● **SUPPLIED RECORDS**
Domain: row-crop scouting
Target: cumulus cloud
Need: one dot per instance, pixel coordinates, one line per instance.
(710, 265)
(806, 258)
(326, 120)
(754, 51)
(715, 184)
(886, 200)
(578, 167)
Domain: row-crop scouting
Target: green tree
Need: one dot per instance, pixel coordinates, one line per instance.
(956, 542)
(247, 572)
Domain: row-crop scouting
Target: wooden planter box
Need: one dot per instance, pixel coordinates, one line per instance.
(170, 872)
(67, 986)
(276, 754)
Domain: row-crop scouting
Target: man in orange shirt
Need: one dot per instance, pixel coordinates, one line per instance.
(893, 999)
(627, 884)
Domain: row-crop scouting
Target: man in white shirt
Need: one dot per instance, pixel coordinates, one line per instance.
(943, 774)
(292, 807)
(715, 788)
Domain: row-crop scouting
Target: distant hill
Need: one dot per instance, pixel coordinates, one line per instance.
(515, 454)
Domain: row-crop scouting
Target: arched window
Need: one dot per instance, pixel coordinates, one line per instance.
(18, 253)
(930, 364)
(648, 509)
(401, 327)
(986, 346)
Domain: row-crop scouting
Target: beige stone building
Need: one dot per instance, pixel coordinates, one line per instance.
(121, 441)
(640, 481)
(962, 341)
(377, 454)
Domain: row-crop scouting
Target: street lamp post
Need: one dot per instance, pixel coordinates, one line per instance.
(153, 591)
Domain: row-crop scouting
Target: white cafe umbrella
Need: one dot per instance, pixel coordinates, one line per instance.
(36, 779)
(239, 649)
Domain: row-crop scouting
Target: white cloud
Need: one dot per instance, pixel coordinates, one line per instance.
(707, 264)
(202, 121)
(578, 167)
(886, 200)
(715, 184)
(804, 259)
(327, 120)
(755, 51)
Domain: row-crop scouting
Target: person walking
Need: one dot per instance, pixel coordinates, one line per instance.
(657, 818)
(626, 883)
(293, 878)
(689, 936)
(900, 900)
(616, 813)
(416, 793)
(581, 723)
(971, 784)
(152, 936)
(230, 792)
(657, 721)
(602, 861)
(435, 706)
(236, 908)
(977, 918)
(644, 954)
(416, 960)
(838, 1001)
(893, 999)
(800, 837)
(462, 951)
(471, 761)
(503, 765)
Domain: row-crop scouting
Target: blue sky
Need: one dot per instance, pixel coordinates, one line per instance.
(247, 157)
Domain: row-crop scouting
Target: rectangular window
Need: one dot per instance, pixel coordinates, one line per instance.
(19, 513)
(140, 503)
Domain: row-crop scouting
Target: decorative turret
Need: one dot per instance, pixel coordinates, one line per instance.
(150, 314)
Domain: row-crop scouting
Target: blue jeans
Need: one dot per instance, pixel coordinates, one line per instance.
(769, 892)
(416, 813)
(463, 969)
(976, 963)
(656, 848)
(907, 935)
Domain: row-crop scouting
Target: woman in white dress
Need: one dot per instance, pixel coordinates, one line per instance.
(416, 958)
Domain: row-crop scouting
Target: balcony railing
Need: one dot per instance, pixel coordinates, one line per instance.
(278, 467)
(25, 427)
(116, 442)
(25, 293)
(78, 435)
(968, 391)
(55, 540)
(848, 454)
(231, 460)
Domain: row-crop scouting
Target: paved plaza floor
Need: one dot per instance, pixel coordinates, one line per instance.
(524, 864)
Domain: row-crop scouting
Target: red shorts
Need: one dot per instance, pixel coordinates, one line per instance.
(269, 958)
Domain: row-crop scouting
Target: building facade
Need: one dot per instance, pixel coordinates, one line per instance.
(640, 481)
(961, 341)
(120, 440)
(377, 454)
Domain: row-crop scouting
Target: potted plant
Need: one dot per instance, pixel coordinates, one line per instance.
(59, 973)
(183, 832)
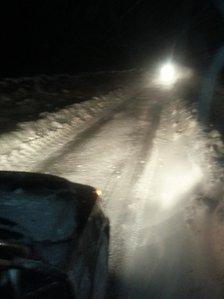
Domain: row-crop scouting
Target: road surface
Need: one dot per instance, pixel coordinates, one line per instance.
(150, 158)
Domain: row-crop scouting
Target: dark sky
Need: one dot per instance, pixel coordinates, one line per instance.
(59, 36)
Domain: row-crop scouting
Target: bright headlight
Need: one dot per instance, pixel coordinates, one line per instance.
(168, 74)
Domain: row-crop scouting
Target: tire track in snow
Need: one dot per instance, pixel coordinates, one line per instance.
(23, 150)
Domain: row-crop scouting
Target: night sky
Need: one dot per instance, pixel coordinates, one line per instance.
(69, 36)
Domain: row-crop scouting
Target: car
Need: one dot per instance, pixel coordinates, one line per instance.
(54, 238)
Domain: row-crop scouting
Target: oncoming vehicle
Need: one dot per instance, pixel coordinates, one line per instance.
(53, 238)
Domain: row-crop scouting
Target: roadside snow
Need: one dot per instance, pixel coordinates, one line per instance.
(34, 141)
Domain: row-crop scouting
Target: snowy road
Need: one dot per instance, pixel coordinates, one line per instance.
(151, 160)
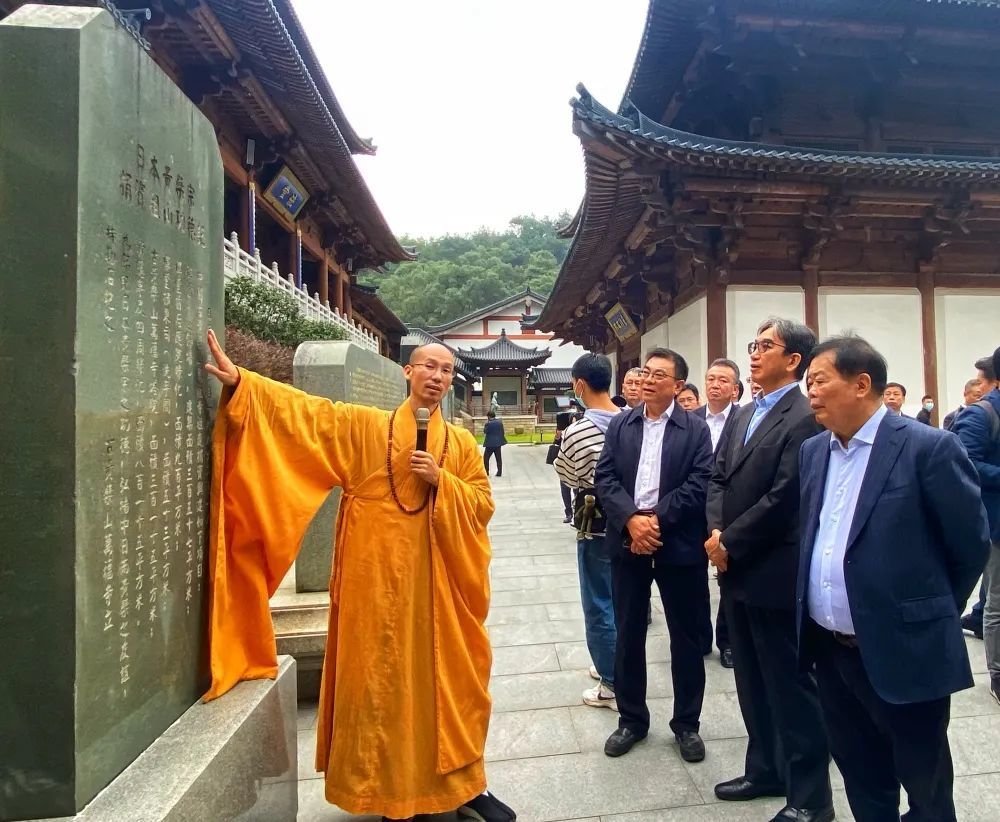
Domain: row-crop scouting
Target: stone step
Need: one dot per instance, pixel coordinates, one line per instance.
(300, 632)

● **WORK INSTRUCTIONS**
Transcribe the whole listing exactly. Pictures are excluded.

● **SOLVED PROBLEM**
Domain: row-crop scouting
Target: cumulus cloud
Need: one dot per instance, pixel coordinates, one line per instance.
(710, 265)
(806, 258)
(326, 120)
(754, 51)
(715, 184)
(886, 200)
(578, 167)
Domain: row-crop scouting
Target: green tree
Need: one dot per instance, pixel coordinates, one line per instance.
(956, 542)
(247, 572)
Domain: row-crop scouting
Target: wooden planter box
Need: one dot per instance, pixel coordinates, one line per instance.
(170, 872)
(67, 986)
(276, 754)
Domain: row-crop scouting
Target: man in orange shirt
Need: one dot per instance, pixel coordinates, one line per instance.
(893, 999)
(627, 884)
Domain: row-crop scouting
Target: man in white shirt
Need: one dot per instance, pixel coordinates, one line per instance.
(943, 774)
(292, 807)
(715, 788)
Domain: row-crop scouting
Target: distant hill
Need: one dot per instance, pixel coordinates, one line per instance.
(515, 454)
Domain: row-crop scouting
Target: arched window
Need: one dot per instance, pixel coordinates, one line per instance.
(18, 253)
(930, 364)
(648, 509)
(401, 327)
(986, 346)
Domain: row-crop scouting
Target: beige stone building
Need: one dot per instance, pixel coordinates, one line per instance.
(121, 441)
(640, 481)
(962, 341)
(377, 454)
Domain: row-crop scouting
Target: street lamp post
Need: one dot per instance, pixel coordinates, one line per instance.
(153, 591)
Domain: row-crop scouting
Target: white cafe umbrella
Need: one dot per instance, pixel coordinates, one line per instance.
(36, 779)
(239, 649)
Domain: row-crop scouting
Target: white cloud
Need: one dot per instance, pixel coordinates, one line per instance.
(707, 264)
(202, 121)
(578, 167)
(886, 200)
(715, 184)
(804, 259)
(327, 120)
(755, 51)
Domain: row-crop scouting
Target: person walking
Need: one dot per instance, pixel coordinates, one line per instance.
(657, 818)
(626, 883)
(293, 878)
(689, 936)
(900, 900)
(616, 813)
(416, 793)
(581, 723)
(971, 784)
(152, 936)
(230, 792)
(657, 721)
(602, 861)
(435, 706)
(236, 908)
(977, 918)
(644, 954)
(416, 960)
(838, 1001)
(893, 999)
(800, 837)
(462, 951)
(471, 761)
(503, 765)
Domain: row-crop scouting
Target: blue sky
Need: one dot per instance, pixel coordinates, one line per instance.
(247, 157)
Domain: row-crop scouting
Target: rectangular window
Need: one dot per instance, pixel coordinates, one line per instance.
(19, 513)
(140, 503)
Domain: row-crop scouting
Target: decorative turret
Need: one dot per instance, pixel coordinates, one line per instance.
(150, 314)
Domain: row-crop scouting
Target: blue jeans
Need: one dot per instance, pixel coordinates, one line per instance.
(769, 892)
(416, 813)
(463, 969)
(976, 963)
(656, 848)
(907, 935)
Domain: row-crop scouting
Target: woman in white dress
Need: one dot per instance, pixel coordinates, one line per instance.
(416, 958)
Domain: row-crop scouting
Target: balcony railing
Need: one dot per instance, pixel coordinates, one line per instance.
(278, 467)
(25, 427)
(116, 442)
(25, 293)
(78, 435)
(968, 391)
(55, 540)
(848, 454)
(231, 460)
Domain: row-crop scouting
Target: paved plaza floor
Need: one dot per instance, pixel coordinates, one line per instance.
(524, 864)
Domain: row-crop scouting
Target: red shorts
Need: one dot per instance, pixel coordinates, one line per instance.
(269, 958)
Domain: row-crop scouting
Target: building facade
Need: one dot per instance, pixel coordinates, one line per instance.
(640, 481)
(961, 341)
(120, 440)
(377, 454)
Domain: row-crop scouting
Target: potted plant
Need: one dot per instance, pixel coordinates, one line per instance.
(59, 973)
(183, 832)
Domain: row-crop scouting
Target: road surface
Need: one dot per instance, pixel coordinates, one line per instance.
(150, 158)
Domain: row-crop scouting
Target: dark sky
Need: one dot per instance, pixel coordinates, one line per instance.
(59, 36)
Domain: row-crop scouting
Target: bright headlight
Need: one dot per instance, pixel coordinates, one line per instance.
(168, 74)
Domain: row-crop scouting
Target: tire track in snow
Need: one dot per instance, pixel coordinates, one line per instance.
(23, 150)
Domain: row-crop scouting
Target: night sky
Need: one dot per instance, pixel coordinates, one line per instance.
(69, 36)
Domain: row-crop scouting
Target: car
Need: one dot per instance, pixel coordinates, one line per instance.
(54, 238)
Domain: row-crop scouting
Target: oncoming vehicle
Need: one dot per instance, pixel coordinates, one line per instance.
(53, 238)
Domain: row-crop scouting
Target: roadside snow
Need: one dot per instance, pixel coordinates, one line per instance.
(34, 141)
Domain: row-crop scouting
Target: snowy road
Need: one dot per instance, pixel coordinates, one line per instance.
(151, 160)
Domain: row-crop scouting
Target: stone step
Need: one dot per instance, pixel coordinates, one line per instance.
(300, 632)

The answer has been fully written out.